◆ Source data
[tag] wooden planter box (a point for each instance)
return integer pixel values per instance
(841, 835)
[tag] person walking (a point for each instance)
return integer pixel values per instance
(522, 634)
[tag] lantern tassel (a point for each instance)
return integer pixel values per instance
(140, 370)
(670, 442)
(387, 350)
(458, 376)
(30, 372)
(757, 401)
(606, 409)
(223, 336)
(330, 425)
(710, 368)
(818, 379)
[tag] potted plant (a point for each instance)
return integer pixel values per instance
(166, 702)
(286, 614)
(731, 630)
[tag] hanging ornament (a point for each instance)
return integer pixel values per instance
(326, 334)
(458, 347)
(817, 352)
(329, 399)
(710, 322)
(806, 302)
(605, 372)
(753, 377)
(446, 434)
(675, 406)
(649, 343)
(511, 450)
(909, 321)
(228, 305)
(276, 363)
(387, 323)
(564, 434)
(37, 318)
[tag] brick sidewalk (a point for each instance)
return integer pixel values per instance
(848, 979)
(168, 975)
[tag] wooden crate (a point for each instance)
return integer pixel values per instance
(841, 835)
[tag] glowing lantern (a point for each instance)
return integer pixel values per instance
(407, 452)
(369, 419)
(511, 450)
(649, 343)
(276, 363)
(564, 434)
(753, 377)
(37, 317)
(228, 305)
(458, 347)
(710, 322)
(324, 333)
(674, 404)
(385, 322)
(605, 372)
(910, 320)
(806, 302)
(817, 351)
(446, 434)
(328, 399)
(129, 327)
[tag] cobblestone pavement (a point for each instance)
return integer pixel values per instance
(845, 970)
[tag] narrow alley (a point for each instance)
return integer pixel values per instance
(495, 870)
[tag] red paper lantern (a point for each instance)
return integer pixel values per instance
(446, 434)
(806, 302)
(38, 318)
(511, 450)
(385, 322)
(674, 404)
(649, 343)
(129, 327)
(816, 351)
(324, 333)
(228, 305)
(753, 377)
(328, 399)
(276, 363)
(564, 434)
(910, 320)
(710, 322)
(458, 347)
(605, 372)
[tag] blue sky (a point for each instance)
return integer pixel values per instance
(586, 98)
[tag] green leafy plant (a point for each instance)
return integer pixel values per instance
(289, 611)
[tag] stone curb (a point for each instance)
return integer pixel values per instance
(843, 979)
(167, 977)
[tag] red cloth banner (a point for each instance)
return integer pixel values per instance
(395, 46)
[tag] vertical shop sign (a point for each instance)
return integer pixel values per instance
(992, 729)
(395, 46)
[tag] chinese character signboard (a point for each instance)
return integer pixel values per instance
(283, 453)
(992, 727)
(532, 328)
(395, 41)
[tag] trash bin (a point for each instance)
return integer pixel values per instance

◆ Challenge
Recast every line of the items above as a numbered list, omitting any blank lines.

◆ Right answer
1. [tag] wooden planter box (a point for each instance)
2. return integer pixel values per instance
3. (841, 835)
4. [tag] person walking (a point for each instance)
5. return integer pixel values per instance
6. (522, 634)
7. [tag] lantern tassel (a point for each instance)
8. return integer pixel values per instance
9. (140, 370)
10. (670, 442)
11. (387, 350)
12. (458, 376)
13. (30, 372)
14. (757, 401)
15. (606, 409)
16. (223, 336)
17. (330, 425)
18. (710, 368)
19. (818, 379)
20. [tag] potted plant (a point for each instance)
21. return integer pixel values per instance
22. (166, 702)
23. (286, 614)
24. (731, 630)
25. [tag] hanging ornament (a point for each instance)
26. return integer pixel values per instance
27. (326, 334)
28. (458, 347)
29. (817, 352)
30. (329, 399)
31. (710, 322)
32. (806, 302)
33. (605, 372)
34. (753, 377)
35. (446, 434)
36. (675, 406)
37. (649, 343)
38. (511, 450)
39. (909, 321)
40. (228, 305)
41. (276, 363)
42. (387, 323)
43. (564, 434)
44. (37, 318)
45. [tag] brick sidewalk (a point for each instance)
46. return integer pixel values per instance
47. (848, 979)
48. (168, 975)
49. [tag] wooden crate (a point for each instance)
50. return integer pixel values per instance
51. (841, 835)
52. [tag] glowing lantern (a point for each instance)
53. return integer pixel values per instance
54. (407, 452)
55. (369, 419)
56. (511, 450)
57. (649, 343)
58. (276, 363)
59. (564, 434)
60. (753, 377)
61. (37, 317)
62. (228, 305)
63. (458, 347)
64. (710, 322)
65. (324, 333)
66. (674, 404)
67. (385, 322)
68. (605, 372)
69. (910, 320)
70. (806, 302)
71. (817, 351)
72. (446, 434)
73. (328, 399)
74. (129, 327)
75. [tag] cobblestone pavement (a point for each instance)
76. return integer pixel values per instance
77. (845, 970)
78. [tag] narrow alley (a point for each instance)
79. return integer pixel values per instance
80. (495, 870)
81. [tag] red paper lantern (a point for each instance)
82. return integer pixel values per instance
83. (446, 434)
84. (806, 302)
85. (38, 318)
86. (511, 450)
87. (385, 322)
88. (674, 404)
89. (649, 343)
90. (129, 327)
91. (816, 351)
92. (324, 333)
93. (228, 305)
94. (753, 377)
95. (328, 399)
96. (276, 363)
97. (564, 434)
98. (910, 320)
99. (710, 322)
100. (458, 347)
101. (605, 372)
102. [tag] blue sky (a point for each instance)
103. return integer pixel values per instance
104. (586, 98)
105. [tag] green leafy plant (a point for each instance)
106. return integer pixel values per instance
107. (289, 611)
108. [tag] stone curb (a point for each instance)
109. return integer pixel values per instance
110. (843, 979)
111. (167, 977)
112. [tag] red cloth banner (a point for each instance)
113. return integer pixel values per instance
114. (395, 46)
115. [tag] vertical shop sign (a point for each instance)
116. return integer pixel values per instance
117. (992, 729)
118. (395, 46)
119. [tag] chinese character signboard (a point for each instance)
120. return integer pixel values per instance
121. (283, 453)
122. (992, 727)
123. (532, 328)
124. (395, 41)
125. [tag] trash bin (a point for each instance)
126. return integer pixel values per instance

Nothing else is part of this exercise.